→ **CUPLIKAN HALAMAN**
Thursday, September 5, 2024

Peran Gender Dalam Budaya Bugis Makassar

Share On:



 
PENDAHULUAN
                                                                                                                        
A.  Latar Belakang
Masalah kesadaran gender dalam beberapa dasawarsa belakangan ini, termasuk di Indonesia telah mencuat ke permukaan. Berbagai struktur dan kultur yang selama ini mengabaikan perempuan digugat dan upaya dekonstruksi terhadap pemahaman dan pelaksanaannya dilakukan.
Salah satu faktor yang mempengaruhi terjadinya kesenjangan gender adalah dikarenakan bermacam-macamnya penafsiran tentang pengertian gender itu sendiri. Seringkali gender dipersamakan dengan sex (jenis kelamin laki-laki dan perempuan), dan  pembagian jenis kelamin laki-laki dan perempuan ini serta peran dan tanggung-jawabnya masing-masing, telah dibuat sedemikian rupa dan berlalu dari tahun ke tahun bahkan dari abad ke abad, sehingga lama kelamaan masyarakat tidak lagi mengenali mana yang  gender dan mana yang sex. Bahkan peran gender oleh masyarakat kemudian diyakini seolah-olah merupakan kodrat yang diberikan Tuhan.

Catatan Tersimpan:

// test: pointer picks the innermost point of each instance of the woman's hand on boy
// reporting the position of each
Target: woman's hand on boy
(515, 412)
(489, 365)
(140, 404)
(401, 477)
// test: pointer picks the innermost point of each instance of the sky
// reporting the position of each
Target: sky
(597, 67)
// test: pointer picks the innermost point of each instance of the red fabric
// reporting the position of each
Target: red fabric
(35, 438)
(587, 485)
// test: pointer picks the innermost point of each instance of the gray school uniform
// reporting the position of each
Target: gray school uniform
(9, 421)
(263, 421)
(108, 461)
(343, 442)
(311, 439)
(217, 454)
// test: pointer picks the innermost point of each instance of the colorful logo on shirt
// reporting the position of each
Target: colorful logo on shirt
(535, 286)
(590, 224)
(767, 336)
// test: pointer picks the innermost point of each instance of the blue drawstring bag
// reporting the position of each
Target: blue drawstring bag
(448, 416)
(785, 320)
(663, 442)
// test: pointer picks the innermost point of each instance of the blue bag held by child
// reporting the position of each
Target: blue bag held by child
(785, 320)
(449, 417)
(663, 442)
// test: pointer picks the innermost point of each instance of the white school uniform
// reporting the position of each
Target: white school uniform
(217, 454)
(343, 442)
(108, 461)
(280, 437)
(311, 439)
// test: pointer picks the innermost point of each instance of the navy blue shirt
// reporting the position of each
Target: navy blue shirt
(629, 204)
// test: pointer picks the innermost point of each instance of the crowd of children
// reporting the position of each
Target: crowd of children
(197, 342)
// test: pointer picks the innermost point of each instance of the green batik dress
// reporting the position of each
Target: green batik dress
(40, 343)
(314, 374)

→ **PETUNJUK LATIHAN**
Lanjutkan teks tentang peran gender dalam budaya Bugis Makassar, dimulai tepat setelah kalimat terakhirnya.

→ **HASIL**
Sebagai akibat dari pembagian peran dan kedudukan yang sudah melembaga antara laki-laki dan perempuan, baik secara langsung berupa perlakuan atau sikap, maupun tidak langsung berupa dampak suatu peraturan perundang-undangan dan kebijakan, telah menimbulkan berbagai ketidak-adilan. Ketidak-adilan ini telah mengakar dalam sejarah, adat-istiadat, norma hukum ataupun struktur dalam masyarakat.
Ketidak adilan ini boleh jadi timbul dikarenakan adanya keyakinan dan pembenaran yang ditanamkan sepanjang peradaban manusia dalam berbagai bentuknya, yang tidak hanya menimpa kepada kaum perempuan, akan tetapi juga menimpa kaum laki-laki; walau secara menyeluruh ketidak-adilan gender dalam berbagai kehidupan ini lebih banyak menimpa kaum perempuan.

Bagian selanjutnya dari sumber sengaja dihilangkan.